_OBJECTIVES_
1 - Answer each question from the regular expression reference below, one answer per line, marked (a), (b), (c):
(a) Which character separates the branches of a regular expression?
(b) What pattern is offered for matching any character at all?
(c) Which quantifier is "+" the same as?
2 - Write the next part of the regular expression reference below, adding more pattern rows in the same format.

_SELECTED PASSAGE_
Tornado Class Library

Special Topic - Regular Expression

Regular expression is a sequence of characters that denote a set of strings (also represented as L(R)). When used to constrain a lexical space, a regular expression asserts that only strings in the set of strings are valid literals for values of that type.

A regular expression is composed of zero or more branches that are separated by the "or" (|) character.

Pattern Explanation
[a-c] This matches any character in the range 'a' to 'c'
[a-cde] This matches any character in the range 'a' to 'e'
[\-x] This matches the '-' character or the 'x' character
[^ab] This matches any characters except 'a' or 'b'
. This matches any character except \n. To match any character at all, you might try [\d\D].
{n1,n2} This matches between n1 and n2 instances of the previous Pattern, where n1 and n2 are integers.
{n1,} This matches at least n1 instances of the previous Pattern
* The same as {0,}
? The same as {0,1}
+ The same as {1,}
*? By default, {n1,n2}, {n1,}, *, ?, +, match the largest number of occurences of the preceeding Pattern. If any of these is followed by a ? it will attempt, instead, to match the fewest occurents of the preceeding Pattern.

_EXTRACTED ENTRIES_
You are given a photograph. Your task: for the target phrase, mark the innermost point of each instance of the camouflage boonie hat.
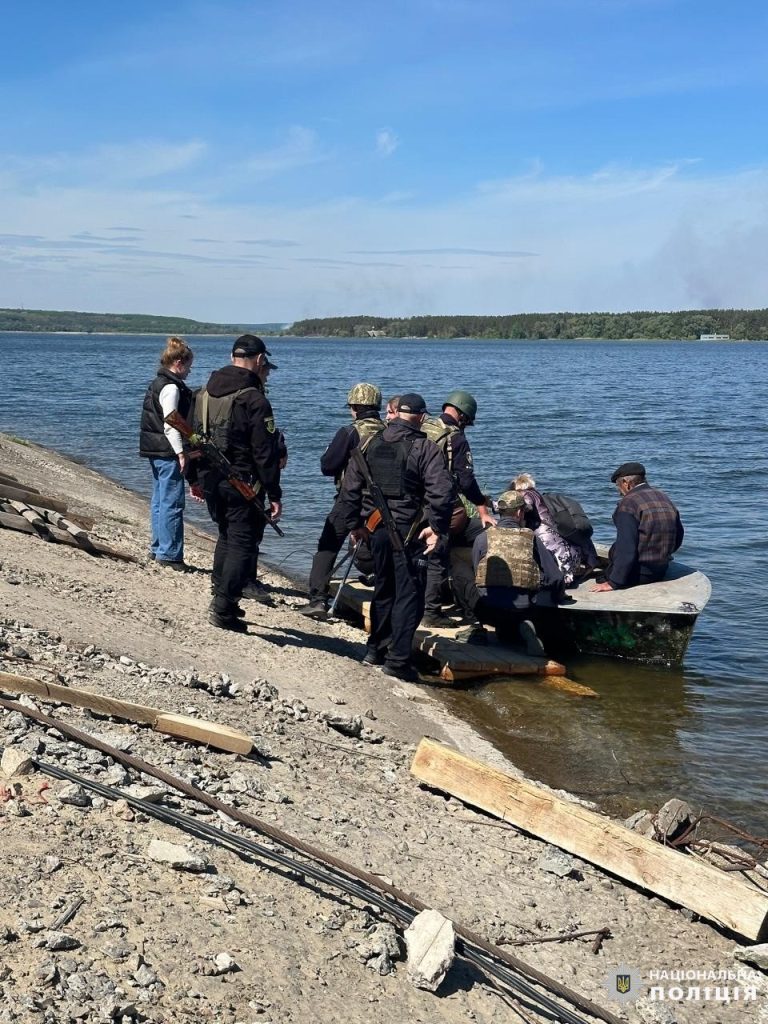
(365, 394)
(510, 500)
* * *
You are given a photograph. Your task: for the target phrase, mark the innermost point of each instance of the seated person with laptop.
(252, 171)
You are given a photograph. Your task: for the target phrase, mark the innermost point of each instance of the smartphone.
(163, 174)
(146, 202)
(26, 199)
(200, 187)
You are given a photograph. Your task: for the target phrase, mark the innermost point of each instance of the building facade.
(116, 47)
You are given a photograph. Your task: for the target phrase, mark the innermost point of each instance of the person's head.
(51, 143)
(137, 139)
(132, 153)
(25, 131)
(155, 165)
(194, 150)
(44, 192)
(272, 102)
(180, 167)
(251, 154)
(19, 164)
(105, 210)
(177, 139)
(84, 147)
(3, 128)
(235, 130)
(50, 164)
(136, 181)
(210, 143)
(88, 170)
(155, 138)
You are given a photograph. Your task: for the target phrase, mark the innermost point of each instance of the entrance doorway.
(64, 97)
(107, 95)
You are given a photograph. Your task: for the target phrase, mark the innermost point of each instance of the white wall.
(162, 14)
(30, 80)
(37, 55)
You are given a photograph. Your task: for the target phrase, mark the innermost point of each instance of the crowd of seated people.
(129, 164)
--
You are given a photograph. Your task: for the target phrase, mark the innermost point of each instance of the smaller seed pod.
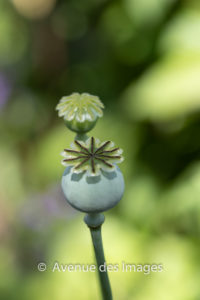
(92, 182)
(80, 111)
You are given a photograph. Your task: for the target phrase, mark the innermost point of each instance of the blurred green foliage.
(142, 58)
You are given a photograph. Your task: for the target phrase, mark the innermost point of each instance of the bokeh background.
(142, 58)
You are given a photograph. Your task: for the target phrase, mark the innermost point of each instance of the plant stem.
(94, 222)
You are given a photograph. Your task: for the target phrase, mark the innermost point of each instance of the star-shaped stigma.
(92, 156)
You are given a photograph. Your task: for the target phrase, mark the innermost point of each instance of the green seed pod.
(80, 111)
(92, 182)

_RESULTS FOR EACH TASK_
1 -
(a) The "or" (|) character.
(b) [\d\D]
(c) {1,}

2 -
(a|b) This matches the character a or b, and returns the matched character as a backreference. In other words, if you call Regex's search method with "a" you will find that an "a" is returned by stringMatched(1).
(a) This matches the character "a" as a backreference.
\b This matches a word boundary, either a beginning \w character, an ending \w character, or one of these two sequences: \w\W, \W\w.
(?: ... ) like the parenthesis above, but does not create a backreference.
(?= ... ) A zero-length lookahead. Thus the pattern "foo(?=bar)" will match "foo", but only if followed by "bar".
(?! ... ) Another form of zero-length lookahead. However, it only matches if the thing in the ()'s is not matched. Thus "foo(?!bar)" matches "foo" only if it is not followed by "bar".
(?# ... ) A comment
\B A non-word Boundary. Essentially the same as (?!\b).
\d Essentially the same as [0-9].
\D Not a digit. Essentially the same as [^0-9].
\w A word character, essentially the same as [a-zA-Z_0-9]
\W Not a word character.
\s A white-space character, [ \t\b\n\r].
\S A non white-space character.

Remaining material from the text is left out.